*** DATA SECTION

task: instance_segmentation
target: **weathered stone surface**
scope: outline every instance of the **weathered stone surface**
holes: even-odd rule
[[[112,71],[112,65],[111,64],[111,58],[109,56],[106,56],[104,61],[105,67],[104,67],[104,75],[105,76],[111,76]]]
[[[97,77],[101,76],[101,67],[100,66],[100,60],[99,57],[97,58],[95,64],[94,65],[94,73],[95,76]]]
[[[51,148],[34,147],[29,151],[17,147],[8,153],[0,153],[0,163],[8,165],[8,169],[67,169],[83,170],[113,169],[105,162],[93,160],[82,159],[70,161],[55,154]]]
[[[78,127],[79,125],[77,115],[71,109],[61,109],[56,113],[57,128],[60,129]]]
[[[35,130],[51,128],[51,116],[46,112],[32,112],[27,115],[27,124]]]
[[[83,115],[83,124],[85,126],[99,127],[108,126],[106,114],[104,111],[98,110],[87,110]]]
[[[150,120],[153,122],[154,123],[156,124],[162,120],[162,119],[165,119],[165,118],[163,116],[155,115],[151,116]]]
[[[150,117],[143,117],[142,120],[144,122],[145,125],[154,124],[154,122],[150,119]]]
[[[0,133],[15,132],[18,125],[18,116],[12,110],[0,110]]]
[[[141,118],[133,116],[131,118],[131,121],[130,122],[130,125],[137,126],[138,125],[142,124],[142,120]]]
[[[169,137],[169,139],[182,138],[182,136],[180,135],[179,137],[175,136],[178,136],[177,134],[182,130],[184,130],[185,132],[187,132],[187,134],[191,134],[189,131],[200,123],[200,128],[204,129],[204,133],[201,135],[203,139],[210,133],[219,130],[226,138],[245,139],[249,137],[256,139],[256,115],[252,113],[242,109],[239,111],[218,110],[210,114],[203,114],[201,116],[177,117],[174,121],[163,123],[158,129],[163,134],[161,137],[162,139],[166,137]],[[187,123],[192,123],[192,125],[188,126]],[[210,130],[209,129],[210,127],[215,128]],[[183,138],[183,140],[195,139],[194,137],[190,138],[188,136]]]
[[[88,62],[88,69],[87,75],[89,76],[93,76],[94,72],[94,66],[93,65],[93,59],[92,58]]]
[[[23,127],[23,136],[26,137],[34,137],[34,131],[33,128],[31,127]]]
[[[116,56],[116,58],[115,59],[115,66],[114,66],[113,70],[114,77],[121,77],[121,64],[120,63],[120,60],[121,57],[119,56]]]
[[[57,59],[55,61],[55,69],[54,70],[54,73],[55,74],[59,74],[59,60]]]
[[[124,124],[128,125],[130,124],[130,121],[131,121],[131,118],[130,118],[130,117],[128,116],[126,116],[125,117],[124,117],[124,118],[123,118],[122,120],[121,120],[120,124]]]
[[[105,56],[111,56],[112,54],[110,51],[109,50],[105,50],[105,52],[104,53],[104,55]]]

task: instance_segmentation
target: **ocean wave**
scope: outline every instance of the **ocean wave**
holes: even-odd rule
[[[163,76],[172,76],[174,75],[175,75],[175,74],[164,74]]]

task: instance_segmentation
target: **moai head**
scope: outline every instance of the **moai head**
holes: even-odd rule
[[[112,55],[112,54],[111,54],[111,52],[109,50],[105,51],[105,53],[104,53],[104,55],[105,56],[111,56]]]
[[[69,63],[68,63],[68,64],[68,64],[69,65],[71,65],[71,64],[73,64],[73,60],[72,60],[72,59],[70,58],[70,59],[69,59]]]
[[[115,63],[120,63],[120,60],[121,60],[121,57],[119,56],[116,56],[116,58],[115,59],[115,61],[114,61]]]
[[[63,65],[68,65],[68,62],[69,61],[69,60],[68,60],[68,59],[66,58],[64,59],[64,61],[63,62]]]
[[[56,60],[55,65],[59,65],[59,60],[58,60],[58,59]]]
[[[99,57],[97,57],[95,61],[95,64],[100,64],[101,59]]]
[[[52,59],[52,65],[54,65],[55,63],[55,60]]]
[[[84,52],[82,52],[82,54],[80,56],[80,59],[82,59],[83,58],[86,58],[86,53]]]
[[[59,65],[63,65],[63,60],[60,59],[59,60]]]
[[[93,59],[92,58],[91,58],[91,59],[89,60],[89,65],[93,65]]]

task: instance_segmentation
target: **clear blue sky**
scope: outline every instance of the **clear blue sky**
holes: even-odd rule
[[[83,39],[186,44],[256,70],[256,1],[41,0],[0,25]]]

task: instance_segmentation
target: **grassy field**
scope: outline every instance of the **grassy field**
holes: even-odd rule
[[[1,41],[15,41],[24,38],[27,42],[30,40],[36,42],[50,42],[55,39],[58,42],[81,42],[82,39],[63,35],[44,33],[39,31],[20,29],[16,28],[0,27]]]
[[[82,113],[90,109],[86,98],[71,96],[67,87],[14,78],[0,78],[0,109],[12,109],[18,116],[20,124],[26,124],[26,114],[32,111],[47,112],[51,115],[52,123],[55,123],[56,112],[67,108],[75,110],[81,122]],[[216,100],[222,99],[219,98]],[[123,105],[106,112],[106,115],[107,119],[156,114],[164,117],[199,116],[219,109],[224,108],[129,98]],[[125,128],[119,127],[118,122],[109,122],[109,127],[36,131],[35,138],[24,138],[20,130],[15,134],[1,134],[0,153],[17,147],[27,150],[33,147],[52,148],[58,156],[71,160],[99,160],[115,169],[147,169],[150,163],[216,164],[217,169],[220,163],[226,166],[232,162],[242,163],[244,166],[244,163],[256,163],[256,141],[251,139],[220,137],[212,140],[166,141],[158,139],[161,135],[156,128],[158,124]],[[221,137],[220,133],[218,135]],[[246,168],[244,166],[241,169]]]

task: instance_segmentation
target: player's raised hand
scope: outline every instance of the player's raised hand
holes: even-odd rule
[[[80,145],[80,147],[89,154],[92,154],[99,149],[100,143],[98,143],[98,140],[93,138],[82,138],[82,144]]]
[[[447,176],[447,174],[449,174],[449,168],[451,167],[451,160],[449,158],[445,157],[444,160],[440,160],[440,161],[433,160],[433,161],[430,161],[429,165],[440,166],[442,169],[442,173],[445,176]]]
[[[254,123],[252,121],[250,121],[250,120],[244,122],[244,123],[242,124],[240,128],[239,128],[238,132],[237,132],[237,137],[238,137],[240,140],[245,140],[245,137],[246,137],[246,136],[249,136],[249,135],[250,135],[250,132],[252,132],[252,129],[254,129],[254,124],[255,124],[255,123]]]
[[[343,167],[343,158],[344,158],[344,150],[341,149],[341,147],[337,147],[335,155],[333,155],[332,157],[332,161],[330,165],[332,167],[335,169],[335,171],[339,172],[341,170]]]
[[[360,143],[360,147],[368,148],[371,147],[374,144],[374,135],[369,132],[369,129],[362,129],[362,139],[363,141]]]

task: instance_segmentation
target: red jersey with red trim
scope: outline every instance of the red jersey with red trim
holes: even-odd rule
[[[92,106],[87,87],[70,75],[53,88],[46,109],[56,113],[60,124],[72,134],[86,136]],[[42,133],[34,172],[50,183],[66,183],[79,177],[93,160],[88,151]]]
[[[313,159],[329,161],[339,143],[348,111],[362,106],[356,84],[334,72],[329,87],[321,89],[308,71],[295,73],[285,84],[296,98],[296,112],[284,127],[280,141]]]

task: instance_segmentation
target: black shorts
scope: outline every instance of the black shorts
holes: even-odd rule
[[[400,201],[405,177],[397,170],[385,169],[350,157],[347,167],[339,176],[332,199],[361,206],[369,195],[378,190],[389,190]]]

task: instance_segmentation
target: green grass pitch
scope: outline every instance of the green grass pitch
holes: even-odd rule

******

→ **TASK TO CARRY OUT**
Present every line of the material above as a numbered list, leaving out the blank lines.

→ **RESULT**
1. task: instance_segmentation
2. target: **weathered stone surface**
3. scope: outline every instance of the **weathered stone surface**
4. holes: even-odd rule
5. [[[112,71],[112,65],[111,64],[111,58],[109,56],[106,56],[104,61],[105,67],[104,67],[104,75],[105,76],[111,76]]]
6. [[[97,77],[101,76],[101,67],[100,66],[100,60],[99,57],[97,58],[95,64],[94,65],[94,73],[95,76]]]
7. [[[51,148],[34,147],[29,151],[17,147],[8,153],[0,153],[0,163],[8,165],[8,169],[67,169],[83,170],[113,169],[105,162],[93,160],[82,159],[70,161],[55,154]]]
8. [[[78,127],[79,125],[77,115],[71,109],[61,109],[56,113],[57,128],[60,129]]]
9. [[[35,130],[51,128],[51,116],[46,112],[32,112],[27,115],[27,124]]]
10. [[[83,115],[83,124],[85,126],[99,127],[108,126],[106,114],[104,111],[98,110],[87,110]]]
11. [[[150,120],[153,122],[154,123],[156,124],[162,120],[162,119],[165,119],[165,118],[163,116],[155,115],[151,116]]]
12. [[[150,117],[143,117],[142,120],[144,122],[145,125],[154,124],[154,122],[150,119]]]
13. [[[0,133],[15,132],[18,125],[18,116],[12,110],[0,110]]]
14. [[[141,118],[133,116],[131,118],[131,121],[130,122],[130,125],[137,126],[138,125],[142,124],[142,120]]]
15. [[[169,137],[169,139],[182,138],[182,136],[180,135],[179,137],[175,136],[178,136],[177,134],[182,130],[184,130],[185,132],[187,132],[187,134],[191,134],[189,131],[200,123],[200,128],[204,129],[204,133],[201,135],[203,139],[210,133],[219,130],[226,138],[245,139],[249,137],[256,139],[256,115],[252,113],[242,109],[239,111],[218,110],[210,114],[203,114],[201,116],[177,117],[174,121],[163,123],[158,129],[163,134],[161,137],[162,139],[166,137]],[[187,123],[192,123],[192,125],[188,126]],[[210,130],[209,129],[210,127],[215,128]],[[183,138],[183,140],[195,139],[194,137],[190,138],[188,136]]]
16. [[[88,62],[88,69],[87,75],[89,76],[93,76],[94,72],[94,66],[93,65],[93,59],[92,58]]]
17. [[[23,127],[23,136],[26,137],[34,137],[34,131],[33,128],[31,127]]]
18. [[[116,56],[116,58],[115,59],[115,66],[114,66],[113,70],[114,77],[121,77],[121,64],[120,63],[120,60],[121,57],[119,56]]]
19. [[[57,59],[55,61],[55,69],[54,70],[54,73],[55,74],[59,74],[59,60]]]
20. [[[124,124],[128,125],[130,124],[130,121],[131,121],[131,118],[130,118],[130,117],[128,116],[126,116],[125,117],[124,117],[124,118],[123,118],[122,120],[121,120],[120,124]]]
21. [[[105,56],[111,56],[112,54],[110,51],[109,50],[105,50],[105,52],[104,53],[104,55]]]
22. task: instance_segmentation
23. target: **ocean wave**
24. scope: outline every instance of the **ocean wave**
25. holes: even-odd rule
26. [[[163,76],[172,76],[174,75],[175,75],[175,74],[164,74]]]
27. task: instance_segmentation
28. target: **moai head**
29. scope: outline every instance of the **moai head**
30. holes: even-odd rule
31. [[[112,55],[112,54],[111,54],[111,52],[109,50],[105,51],[105,53],[104,53],[104,55],[105,56],[111,56]]]
32. [[[69,63],[68,63],[68,64],[68,64],[69,65],[71,65],[71,64],[73,64],[73,60],[72,60],[72,59],[70,58],[70,59],[69,59]]]
33. [[[115,63],[120,63],[120,60],[121,60],[121,57],[119,56],[116,56],[116,58],[115,59],[115,61],[114,61]]]
34. [[[63,65],[68,65],[68,62],[69,61],[69,60],[68,60],[68,59],[66,58],[64,59],[64,61],[63,62]]]
35. [[[56,60],[55,65],[59,65],[59,60],[58,60],[58,59]]]
36. [[[99,57],[97,57],[95,61],[95,64],[100,64],[101,59]]]
37. [[[52,59],[52,65],[54,65],[55,63],[55,60]]]
38. [[[84,52],[82,52],[82,54],[80,56],[80,59],[82,59],[83,58],[86,58],[86,53]]]
39. [[[59,65],[63,65],[63,60],[60,59],[59,60]]]
40. [[[93,59],[92,58],[91,58],[91,59],[89,60],[89,65],[93,65]]]
41. task: instance_segmentation
42. target: **clear blue sky**
43. scope: outline every instance of the **clear blue sky**
44. holes: even-odd rule
45. [[[83,39],[186,44],[256,70],[256,1],[41,0],[0,25]]]
46. task: instance_segmentation
47. target: **grassy field**
48. scope: outline every instance of the **grassy field**
49. holes: even-odd rule
50. [[[1,41],[15,41],[24,38],[27,42],[30,40],[36,42],[50,42],[55,39],[58,42],[81,42],[82,39],[63,35],[44,33],[39,31],[20,29],[16,28],[0,27]]]
51. [[[82,113],[90,109],[86,98],[71,96],[67,87],[14,78],[0,78],[0,109],[12,109],[18,116],[20,124],[26,124],[26,114],[32,111],[47,112],[51,115],[52,123],[55,123],[56,112],[67,108],[75,110],[81,122]],[[216,100],[222,99],[219,98]],[[123,105],[106,112],[106,115],[107,119],[156,114],[164,117],[199,116],[219,109],[224,108],[129,98]],[[125,128],[119,127],[118,122],[109,122],[109,127],[36,131],[35,138],[24,138],[20,130],[15,134],[1,134],[0,153],[17,147],[27,150],[33,147],[52,148],[58,156],[71,160],[99,160],[115,169],[147,169],[150,163],[216,164],[217,169],[220,163],[226,166],[232,162],[242,163],[244,166],[244,163],[256,163],[256,141],[251,139],[220,137],[212,140],[166,141],[158,139],[161,135],[156,128],[158,124]],[[221,137],[220,133],[218,135]],[[246,168],[244,166],[241,169]]]
52. task: instance_segmentation
53. target: player's raised hand
54. scope: outline every instance of the player's raised hand
55. holes: even-odd rule
56. [[[80,145],[80,147],[89,154],[92,154],[99,149],[100,143],[98,143],[98,140],[93,138],[82,138],[82,144]]]
57. [[[447,176],[447,174],[449,174],[449,168],[451,167],[451,160],[449,158],[445,157],[444,160],[440,160],[440,161],[433,160],[433,161],[430,161],[429,165],[440,166],[442,169],[442,173],[445,176]]]
58. [[[254,123],[252,121],[250,121],[250,120],[244,122],[244,123],[242,124],[240,128],[239,128],[238,132],[237,132],[237,137],[238,137],[240,140],[245,140],[245,137],[246,137],[246,136],[249,136],[249,135],[250,135],[250,132],[252,132],[252,129],[254,129],[254,124],[255,124],[255,123]]]
59. [[[343,167],[343,158],[344,158],[344,150],[341,149],[341,147],[337,147],[335,155],[333,155],[332,157],[332,161],[330,165],[332,167],[335,169],[335,171],[339,172],[341,170]]]
60. [[[360,143],[360,147],[368,148],[371,147],[374,144],[374,135],[369,132],[369,129],[362,129],[362,139],[363,141]]]
61. task: instance_segmentation
62. target: red jersey with red trim
63. scope: outline every instance of the red jersey with red trim
64. holes: even-odd rule
65. [[[92,106],[87,87],[70,75],[53,88],[46,109],[56,113],[60,124],[72,134],[86,136]],[[42,133],[34,172],[50,183],[66,183],[79,177],[93,160],[88,151]]]
66. [[[313,159],[329,161],[339,143],[348,111],[362,106],[356,84],[334,72],[329,87],[321,89],[308,71],[295,73],[285,84],[296,98],[296,112],[284,127],[280,141]]]
67. task: instance_segmentation
68. target: black shorts
69. scope: outline every instance of the black shorts
70. holes: even-odd rule
71. [[[400,201],[405,177],[397,170],[385,169],[350,157],[347,167],[339,176],[332,199],[361,206],[369,195],[378,190],[389,190]]]
72. task: instance_segmentation
73. target: green grass pitch
74. scope: outline every instance of the green grass pitch
75. holes: even-odd rule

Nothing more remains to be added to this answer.